#### [TASK OBJECTIVE]
Update the material below by replacing "marker" with "point" everywhere and changing nothing else, and omit the picture lines from your answer.

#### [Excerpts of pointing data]
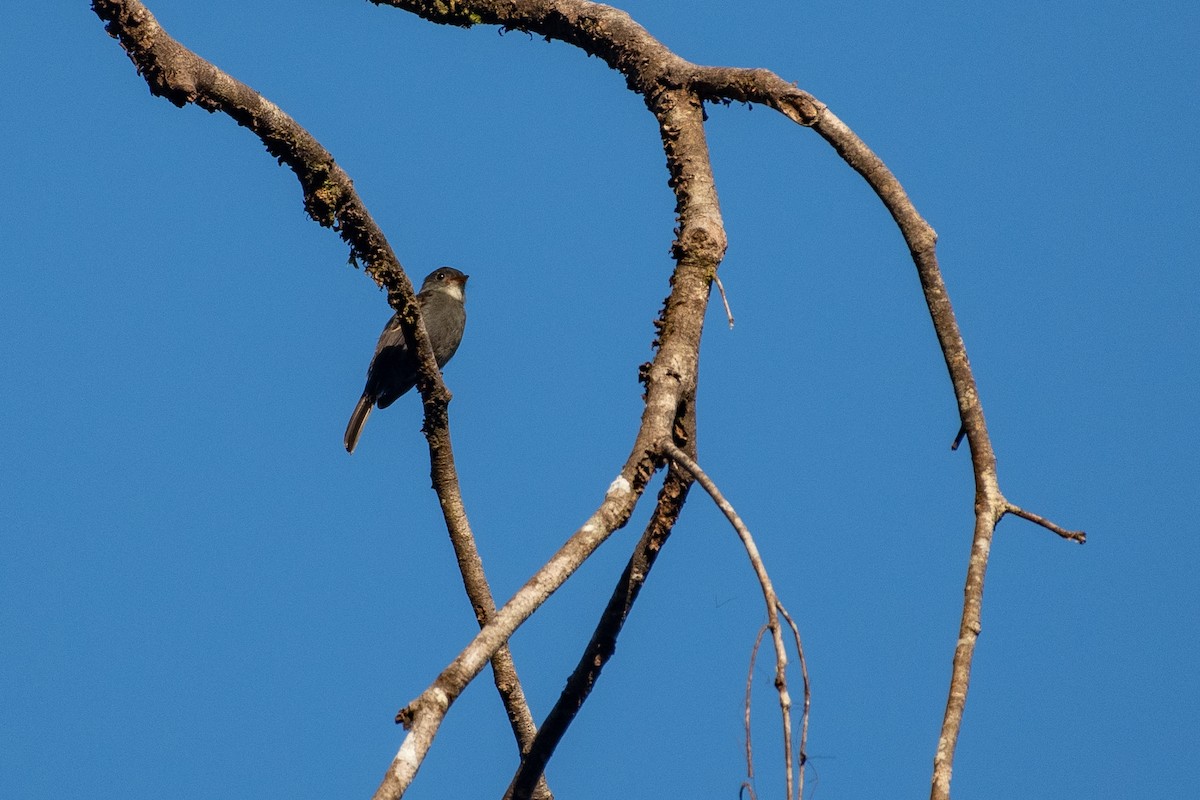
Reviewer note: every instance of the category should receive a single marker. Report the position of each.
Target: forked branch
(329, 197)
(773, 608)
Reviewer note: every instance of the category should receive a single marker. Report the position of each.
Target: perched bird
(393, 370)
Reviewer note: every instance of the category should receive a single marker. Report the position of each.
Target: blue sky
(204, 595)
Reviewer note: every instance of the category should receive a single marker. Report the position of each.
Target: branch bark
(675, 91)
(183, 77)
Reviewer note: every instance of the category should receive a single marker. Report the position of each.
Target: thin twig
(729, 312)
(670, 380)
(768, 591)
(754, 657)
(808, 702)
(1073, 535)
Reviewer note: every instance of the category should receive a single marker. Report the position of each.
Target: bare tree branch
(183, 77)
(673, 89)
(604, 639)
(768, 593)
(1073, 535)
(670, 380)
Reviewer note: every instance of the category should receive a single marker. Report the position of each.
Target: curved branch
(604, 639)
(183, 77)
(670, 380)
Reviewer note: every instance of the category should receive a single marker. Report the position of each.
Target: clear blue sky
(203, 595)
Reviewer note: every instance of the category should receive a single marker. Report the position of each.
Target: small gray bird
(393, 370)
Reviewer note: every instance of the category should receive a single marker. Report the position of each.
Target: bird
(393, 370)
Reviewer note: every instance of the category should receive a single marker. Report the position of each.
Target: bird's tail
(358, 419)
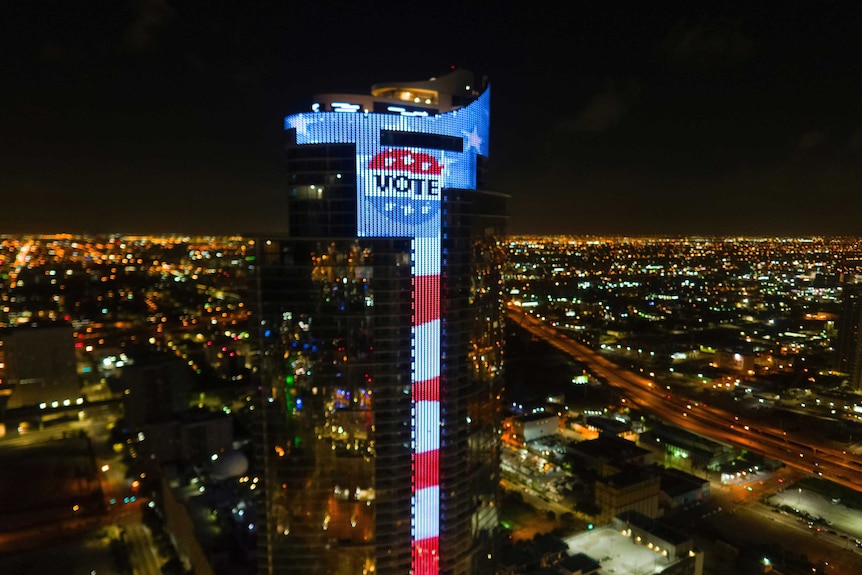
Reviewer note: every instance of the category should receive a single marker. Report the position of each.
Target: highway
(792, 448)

#### [TASK OUTPUT]
Reviewer note: every instance of the category should receive a single point. Report the position of each.
Target: forked branch
(329, 197)
(773, 608)
Reviewer note: every instance of the category should receive a single point. Report the position of each.
Target: perched bird
(393, 370)
Reviewer note: every instance of the category should receive a single point. Report the position of each.
Target: blue sky
(204, 595)
Reviewer note: every instance of the category should receive a single point. Report the position of each.
Target: branch bark
(675, 91)
(183, 77)
Reviewer note: every instance of the category should receive a single point. Report the position of each.
Target: thin twig
(729, 312)
(670, 380)
(768, 591)
(754, 657)
(808, 702)
(1073, 535)
Reviewer note: every instance of the category should receive a single point. Report the position of each.
Target: bare tree branch
(183, 77)
(673, 89)
(604, 639)
(768, 593)
(1073, 535)
(670, 380)
Reviewer note: every instance of the category should receive a single point. Report the position of each.
Target: curved branch
(604, 639)
(183, 77)
(670, 380)
Reviewer note: every instance of the category should receive a single point. Report the position of each.
Target: clear blue sky
(203, 595)
Reviewer note: every instance of the category should receive a single point. Report the position of each.
Target: small gray bird
(393, 370)
Reviewer note: every instance of the category should receive a single point. Report the position of each.
Target: bird
(393, 370)
Reviewer note: every instance of the category should receive a single point. Report the position of each.
Target: bird's tail
(358, 419)
Reviewer note: every instance of the category should receive a single point. Report the position of each.
Target: highway
(792, 448)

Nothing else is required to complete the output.